▶ [Goal of the exercise]:
Print the passage word for word, beginning at the words "She is a Fellow" and stopping after "Space Explorers (ASE).".

▶ [Passage]:
She is a Fellow of the American Ceramic Society, the American Institute of Aeronautics and Astronautics, and the Royal Aeronautical Society. She has been awarded the NASA Space Flight Medal five times, the NASA Exceptional Leadership Medal and the NASA Distinguished Service Medal. Dunbar was inducted into the Royal Society of Edinburgh, and, in 2002 was elected to the US National Academy of Engineering. In 2013 she was selected into the Astronaut Hall of Fame, in 2016 she was inducted into the Omega Alpha Association (OAA) Systems Engineering Honor Society, and in 2017 Dr. Dunbar was elected as the President of the Association of Space Explorers (ASE).
Barbara McClintock
“I was just so interested in what I was doing I could hardly wait to get up in the morning and get at it. One of my friends, a geneticist, said I was a child, because only children can’t wait to get up in the morning to get at what they want to do.”
Our second camp is named for Barbara McClintock, botanist and cytogeneticist, Nobel Prize winner in Physiology or Medicine, third woman elected to the National Academy of Sciences in 1944 and 1970 recipient of the National Medal of Science, the Nation’s highest science award and the first woman to receive it. These honors resulted in recognition years later on the US Postal Service stamp depicted here. Dr. McClintock holds the distinction among many awards of being the only American woman to receive the Nobel Prize, unshared and in her own right. The awarding committee compared her to Gregor Mendel in terms of her scientific achievements.
Born June 16, 1902 in Hartford, Connecticut, Eleanor McClintock was later renamed Barbara by her parents Dr. Thomas Henry and Sara Handy McClintock. They felt that Eleanor was too feminine of a name for their daughter. She lived with relatives while her father’s medical practice was gaining financial footing but his influence on her schooling would determine a future in science. Reflecting the values of the day, Barbara’s mother didn’t want her daughter to go to college, feeling it would make her unmarriageable. Her father saw her independence and inquisitiveness as positive attributes and insisted their daughter be given the opportunity. She would go on to earn undergraduate, master’s and doctoral degrees at Cornell University’s College of Agriculture and devote her life to her studies. Her doctoral dissertation in 1927 on the structure and functionality of chromosomes in maize would focus these efforts.
From 1931-1933 McClintock was supported by a fellowship from the National Research Council. In 1947 AAUW recognized her research with a $2,500 AAUW Achievement Award citing work that “yielded epoch-making results … with brilliant promise of still further achievement.” What an understatement that would turn out to be.
In the 1940s and 1950s McClintock’s work on the cytogenetics of maize led her to theorize that genes are transposable — they can move around — on and between chromosomes. McClintock drew this inference by observing changing patterns of coloration in maize kernels over generations of controlled crosses. The idea that genes could move did not seem to fit with what was then known about genes. Still, she persevered, devoting her life to her genetic studies. Improved molecular techniques of the late 1970s and early 1980s allowed other scientists to confirm her discovery.
”If you know you are on the right track, if you have this inner knowledge, then nobody can turn you off…no matter what they say.”
Following research and teaching at the Carnegie Institute in Washington, Columbia University, Stanford and the University of Missouri, Dr. McClintock worked at the Cold Spring Harbor Laboratory in New York until her death in 1992. There, a laboratory is named in her honor. We are also honored to select the name of Dr. Barbara McClintock, as the name of the PLU Tech Trek Camp in July. We hope her enthusiasm for science will be inspiring to AAUW members and Tech Trek campers alike.

Referring expression data:
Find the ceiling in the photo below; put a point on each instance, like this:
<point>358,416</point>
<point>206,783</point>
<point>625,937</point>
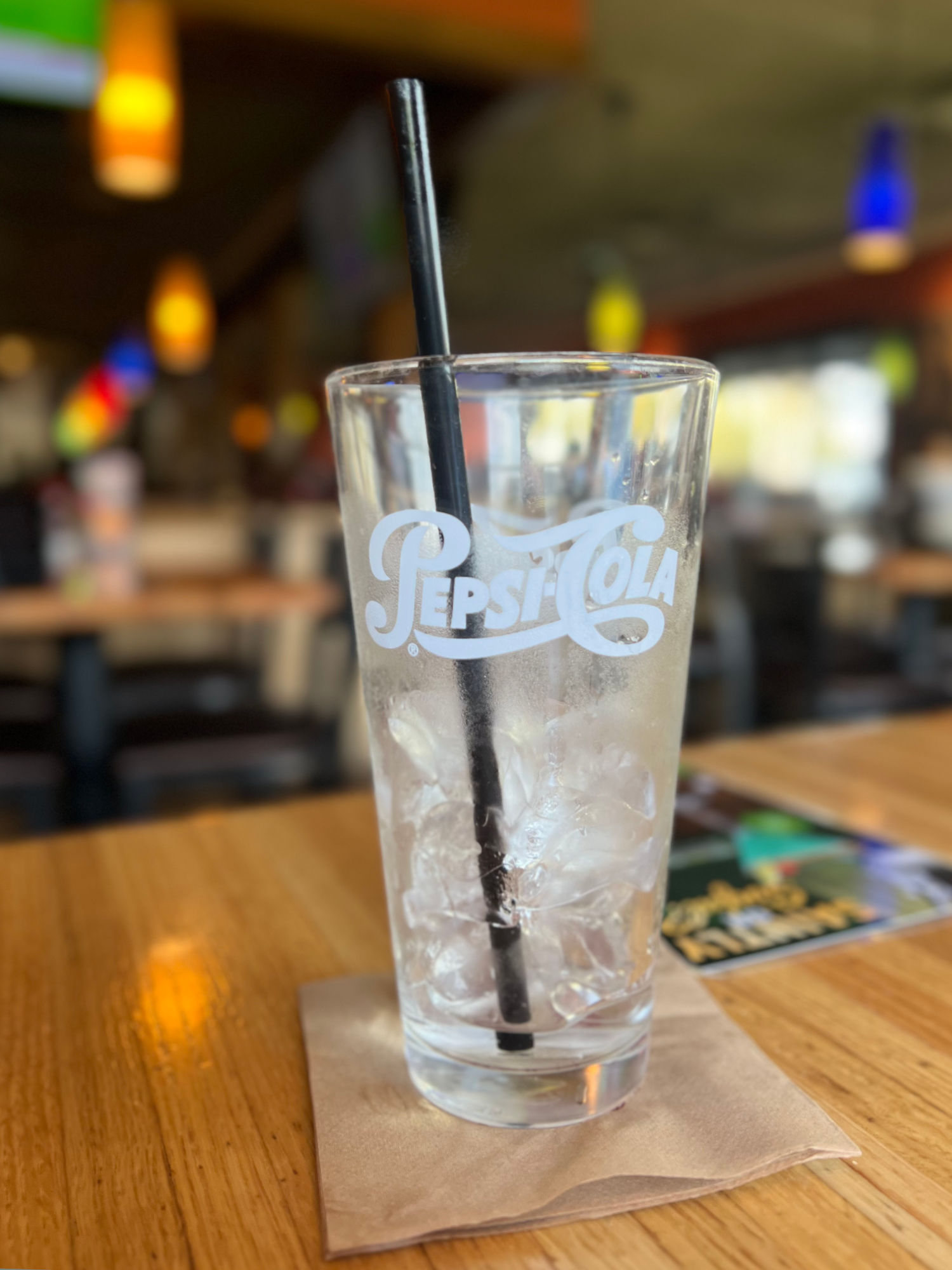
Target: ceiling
<point>708,145</point>
<point>705,145</point>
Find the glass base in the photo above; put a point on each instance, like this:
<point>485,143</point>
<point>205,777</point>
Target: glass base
<point>512,1099</point>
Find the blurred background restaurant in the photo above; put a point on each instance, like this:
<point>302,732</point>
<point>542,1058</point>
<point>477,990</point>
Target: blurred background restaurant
<point>200,220</point>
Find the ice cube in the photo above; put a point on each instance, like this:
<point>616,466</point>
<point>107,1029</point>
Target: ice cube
<point>427,728</point>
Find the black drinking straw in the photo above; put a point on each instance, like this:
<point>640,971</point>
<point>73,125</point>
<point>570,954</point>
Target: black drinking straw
<point>451,492</point>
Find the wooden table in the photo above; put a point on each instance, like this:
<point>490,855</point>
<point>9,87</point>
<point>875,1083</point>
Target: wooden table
<point>916,573</point>
<point>153,1093</point>
<point>241,598</point>
<point>84,679</point>
<point>920,581</point>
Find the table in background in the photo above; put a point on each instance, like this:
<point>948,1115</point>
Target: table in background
<point>84,680</point>
<point>920,581</point>
<point>154,1104</point>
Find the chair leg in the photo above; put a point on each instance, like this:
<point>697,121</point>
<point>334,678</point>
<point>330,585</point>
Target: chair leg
<point>41,810</point>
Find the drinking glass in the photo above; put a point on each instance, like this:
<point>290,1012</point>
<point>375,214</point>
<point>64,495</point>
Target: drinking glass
<point>525,681</point>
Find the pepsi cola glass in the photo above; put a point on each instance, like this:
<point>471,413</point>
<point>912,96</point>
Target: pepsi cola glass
<point>571,598</point>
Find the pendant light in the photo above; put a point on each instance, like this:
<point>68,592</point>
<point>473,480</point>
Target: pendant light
<point>138,115</point>
<point>182,317</point>
<point>615,317</point>
<point>882,204</point>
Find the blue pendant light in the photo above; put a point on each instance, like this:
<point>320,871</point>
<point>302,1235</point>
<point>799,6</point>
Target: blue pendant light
<point>882,204</point>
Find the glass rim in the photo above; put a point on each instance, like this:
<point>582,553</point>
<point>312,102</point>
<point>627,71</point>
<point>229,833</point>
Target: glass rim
<point>628,368</point>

▶ [Solution to this task]:
She is a Fellow of the American Ceramic Society, the American Institute of Aeronautics and Astronautics, and the Royal Aeronautical Society. She has been awarded the NASA Space Flight Medal five times, the NASA Exceptional Leadership Medal and the NASA Distinguished Service Medal. Dunbar was inducted into the Royal Society of Edinburgh, and, in 2002 was elected to the US National Academy of Engineering. In 2013 she was selected into the Astronaut Hall of Fame, in 2016 she was inducted into the Omega Alpha Association (OAA) Systems Engineering Honor Society, and in 2017 Dr. Dunbar was elected as the President of the Association of Space Explorers (ASE).